--- Start of MATERIAL SUPPLIED ---
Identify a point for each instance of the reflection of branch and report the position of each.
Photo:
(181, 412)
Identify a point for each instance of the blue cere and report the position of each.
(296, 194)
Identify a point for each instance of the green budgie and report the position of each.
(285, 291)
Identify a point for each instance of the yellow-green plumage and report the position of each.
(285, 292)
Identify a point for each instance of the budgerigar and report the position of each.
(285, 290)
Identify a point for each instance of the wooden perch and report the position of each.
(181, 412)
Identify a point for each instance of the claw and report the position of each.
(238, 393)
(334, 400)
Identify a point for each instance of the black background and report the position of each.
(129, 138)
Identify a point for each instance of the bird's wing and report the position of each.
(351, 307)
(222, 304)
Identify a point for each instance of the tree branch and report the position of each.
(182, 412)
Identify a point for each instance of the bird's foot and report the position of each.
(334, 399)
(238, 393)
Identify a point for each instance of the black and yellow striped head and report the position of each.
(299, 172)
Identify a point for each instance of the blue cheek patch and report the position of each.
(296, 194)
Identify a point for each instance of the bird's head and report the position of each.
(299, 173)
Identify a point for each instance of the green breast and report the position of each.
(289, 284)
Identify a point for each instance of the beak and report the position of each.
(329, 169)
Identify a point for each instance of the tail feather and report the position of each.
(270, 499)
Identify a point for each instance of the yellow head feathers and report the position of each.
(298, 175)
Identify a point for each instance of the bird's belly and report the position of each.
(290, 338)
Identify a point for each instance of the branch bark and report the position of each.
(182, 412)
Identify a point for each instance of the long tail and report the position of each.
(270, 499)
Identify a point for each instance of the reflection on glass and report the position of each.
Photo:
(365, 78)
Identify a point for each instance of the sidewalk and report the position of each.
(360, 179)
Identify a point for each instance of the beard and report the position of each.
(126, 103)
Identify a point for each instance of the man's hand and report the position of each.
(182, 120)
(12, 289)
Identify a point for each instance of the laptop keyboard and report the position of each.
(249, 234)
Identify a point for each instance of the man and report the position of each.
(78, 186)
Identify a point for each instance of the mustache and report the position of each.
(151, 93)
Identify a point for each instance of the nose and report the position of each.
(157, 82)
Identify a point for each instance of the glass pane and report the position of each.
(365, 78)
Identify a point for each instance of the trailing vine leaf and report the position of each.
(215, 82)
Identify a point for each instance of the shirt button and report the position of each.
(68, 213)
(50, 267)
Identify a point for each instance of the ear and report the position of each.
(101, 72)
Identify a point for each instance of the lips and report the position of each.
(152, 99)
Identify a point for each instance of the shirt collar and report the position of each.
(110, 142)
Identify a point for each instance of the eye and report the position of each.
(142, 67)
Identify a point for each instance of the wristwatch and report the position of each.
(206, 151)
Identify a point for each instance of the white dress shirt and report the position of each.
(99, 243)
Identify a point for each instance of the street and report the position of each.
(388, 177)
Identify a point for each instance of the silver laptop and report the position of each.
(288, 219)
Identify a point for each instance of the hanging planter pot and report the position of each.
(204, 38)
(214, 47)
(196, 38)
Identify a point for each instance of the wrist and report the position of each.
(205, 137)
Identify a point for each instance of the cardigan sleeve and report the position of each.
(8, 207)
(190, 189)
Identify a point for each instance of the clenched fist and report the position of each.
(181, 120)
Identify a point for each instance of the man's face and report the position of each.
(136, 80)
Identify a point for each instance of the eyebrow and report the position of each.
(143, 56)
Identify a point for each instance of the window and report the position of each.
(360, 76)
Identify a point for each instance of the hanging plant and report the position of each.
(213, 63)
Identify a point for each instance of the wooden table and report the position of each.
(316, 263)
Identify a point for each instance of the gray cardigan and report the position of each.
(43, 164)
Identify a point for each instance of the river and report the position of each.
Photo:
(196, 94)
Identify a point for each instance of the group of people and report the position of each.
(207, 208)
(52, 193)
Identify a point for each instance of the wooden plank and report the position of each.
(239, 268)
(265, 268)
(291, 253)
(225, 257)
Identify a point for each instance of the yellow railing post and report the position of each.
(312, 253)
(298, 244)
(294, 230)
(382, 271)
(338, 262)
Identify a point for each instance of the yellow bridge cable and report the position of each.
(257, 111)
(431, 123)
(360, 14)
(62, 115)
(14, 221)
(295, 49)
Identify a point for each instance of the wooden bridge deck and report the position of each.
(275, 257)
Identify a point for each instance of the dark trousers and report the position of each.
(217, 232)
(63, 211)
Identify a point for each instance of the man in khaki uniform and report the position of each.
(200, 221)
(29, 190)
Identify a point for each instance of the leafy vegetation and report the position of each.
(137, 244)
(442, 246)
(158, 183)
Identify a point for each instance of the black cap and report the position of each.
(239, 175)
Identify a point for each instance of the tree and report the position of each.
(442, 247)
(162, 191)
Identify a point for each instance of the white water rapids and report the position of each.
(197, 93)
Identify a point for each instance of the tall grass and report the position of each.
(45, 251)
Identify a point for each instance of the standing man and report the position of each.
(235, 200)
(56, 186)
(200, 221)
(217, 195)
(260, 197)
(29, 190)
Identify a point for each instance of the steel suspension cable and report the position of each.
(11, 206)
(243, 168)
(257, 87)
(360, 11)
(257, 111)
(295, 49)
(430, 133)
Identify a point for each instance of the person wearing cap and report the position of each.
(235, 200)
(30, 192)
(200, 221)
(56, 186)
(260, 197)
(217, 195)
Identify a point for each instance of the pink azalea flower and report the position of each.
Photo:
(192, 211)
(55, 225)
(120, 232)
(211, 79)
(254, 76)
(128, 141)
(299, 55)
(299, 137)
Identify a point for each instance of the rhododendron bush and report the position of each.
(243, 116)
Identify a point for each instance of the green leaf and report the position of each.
--- End of MATERIAL SUPPLIED ---
- STATED EXERCISE
Output the lines above verbatim and in full.

- REPLY TO THE EXERCISE
Identify a point for each instance of the reflection of branch and report the position of each.
Photo:
(181, 412)
Identify a point for each instance of the blue cere and report the position of each.
(296, 194)
Identify a point for each instance of the green budgie and report the position of each.
(285, 291)
Identify a point for each instance of the yellow-green plumage and report the position of each.
(285, 292)
Identify a point for each instance of the budgerigar and report the position of each.
(285, 290)
Identify a point for each instance of the wooden perch and report the position of each.
(181, 412)
Identify a point for each instance of the claw and report the position of each.
(238, 393)
(334, 400)
Identify a point for each instance of the black background and report the position of each.
(129, 138)
Identify a point for each instance of the bird's wing and report the position of each.
(351, 307)
(222, 304)
Identify a point for each instance of the tree branch and report the position of each.
(182, 412)
Identify a point for each instance of the bird's foot and report the position of each.
(334, 399)
(238, 393)
Identify a point for each instance of the black and yellow striped head and report the position of each.
(299, 172)
Identify a point for each instance of the blue cheek patch and report the position of each.
(296, 194)
Identify a point for each instance of the bird's head and report the position of each.
(299, 173)
Identify a point for each instance of the green breast and report the position of each.
(289, 284)
Identify a point for each instance of the beak and report the position of each.
(329, 169)
Identify a point for each instance of the tail feather and report the position of each.
(270, 499)
Identify a point for each instance of the yellow head feathers and report the position of each.
(298, 175)
Identify a point for each instance of the bird's belly and report the position of each.
(290, 338)
Identify a point for each instance of the branch bark and report the position of each.
(182, 412)
Identify a point for each instance of the long tail and report the position of each.
(270, 499)
Identify a point for each instance of the reflection on glass and report the position of each.
Photo:
(365, 78)
Identify a point for each instance of the sidewalk and report the position of each.
(360, 179)
Identify a point for each instance of the beard and report the position of each.
(126, 103)
Identify a point for each instance of the man's hand and report the position of each.
(182, 120)
(12, 289)
Identify a point for each instance of the laptop keyboard and report the position of each.
(249, 234)
Identify a point for each instance of the man and report the position of each.
(78, 186)
Identify a point for each instance of the mustache and report the position of each.
(151, 93)
Identify a point for each instance of the nose and report the position of each.
(157, 82)
Identify a point for each instance of the glass pane and report the position of each.
(365, 78)
Identify a point for each instance of the trailing vine leaf and report the position of each.
(215, 82)
Identify a point for each instance of the shirt button and report the position of each.
(68, 213)
(50, 267)
Identify a point for each instance of the ear and report the position of each.
(101, 72)
Identify a point for each instance of the lips and report the position of each.
(152, 99)
Identify a point for each instance of the shirt collar and report the position of each.
(110, 142)
Identify a point for each instance of the eye and report the position of each.
(142, 67)
Identify a point for each instance of the wristwatch and report the position of each.
(206, 151)
Identify a point for each instance of the white dress shirt and report the position of each.
(99, 243)
Identify a point for each instance of the street and report the position of each.
(388, 177)
Identify a point for each instance of the silver laptop and report the position of each.
(288, 219)
Identify a point for each instance of the hanging planter pot and report the position of each.
(204, 38)
(214, 47)
(196, 38)
Identify a point for each instance of the wrist and report the position of each.
(205, 137)
Identify a point for each instance of the cardigan sleeve and report the position of each.
(8, 207)
(190, 189)
Identify a point for each instance of the clenched fist and report the position of each.
(181, 120)
Identify a point for each instance of the man's face and report the position of each.
(136, 80)
Identify a point for each instance of the eyebrow and report the position of each.
(143, 56)
Identify a point for each instance of the window and report the position of each.
(360, 76)
Identify a point for each instance of the hanging plant and report the position of each.
(213, 63)
Identify a point for each instance of the wooden table and report the position of each.
(316, 263)
Identify a point for each instance of the gray cardigan and report the position of each.
(43, 164)
Identify a point for each instance of the river and report the position of each.
Photo:
(196, 94)
Identify a point for each instance of the group of people and report the position of each.
(207, 208)
(52, 193)
Identify a point for each instance of the wooden plank and report the position of each.
(239, 268)
(265, 268)
(291, 253)
(225, 257)
Identify a point for each instance of the yellow railing post and report the position of each.
(312, 253)
(298, 244)
(294, 230)
(382, 271)
(338, 262)
Identify a point for each instance of the yellow bridge cable and report the position of each.
(257, 111)
(431, 123)
(360, 14)
(62, 115)
(14, 221)
(295, 49)
Identify a point for each instance of the wooden bridge deck and report the position of each.
(275, 257)
Identify a point for each instance of the dark trousers and report the position of each.
(217, 232)
(63, 211)
Identify a point for each instance of the man in khaki uniform and report the position of each.
(200, 221)
(29, 190)
Identify a point for each instance of the leafy vegetation and report the position of each.
(137, 244)
(442, 246)
(158, 183)
Identify a point for each instance of the black cap and report the position of each.
(239, 175)
Identify a point for each instance of the tree and report the position of each.
(442, 247)
(162, 191)
Identify a point for each instance of the white water rapids and report the position of each.
(197, 93)
Identify a point for each instance of the tall grass and report the position of each.
(45, 251)
Identify a point for each instance of the standing man and report the position of each.
(235, 200)
(56, 186)
(200, 221)
(217, 195)
(260, 197)
(29, 190)
Identify a point for each instance of the steel suspension cable and report the position of each.
(11, 206)
(243, 168)
(257, 87)
(360, 11)
(257, 111)
(295, 49)
(430, 133)
Identify a point for each instance of the person wearing cap and report the position of each.
(235, 200)
(30, 192)
(200, 221)
(56, 186)
(260, 197)
(217, 195)
Identify a point for each instance of the pink azalea flower and report the position of each.
Photo:
(192, 211)
(55, 225)
(120, 232)
(211, 79)
(254, 76)
(128, 141)
(299, 55)
(299, 137)
Identify a point for each instance of the rhododendron bush and report the position of each.
(243, 116)
Identify a point for each instance of the green leaf and report the position of each.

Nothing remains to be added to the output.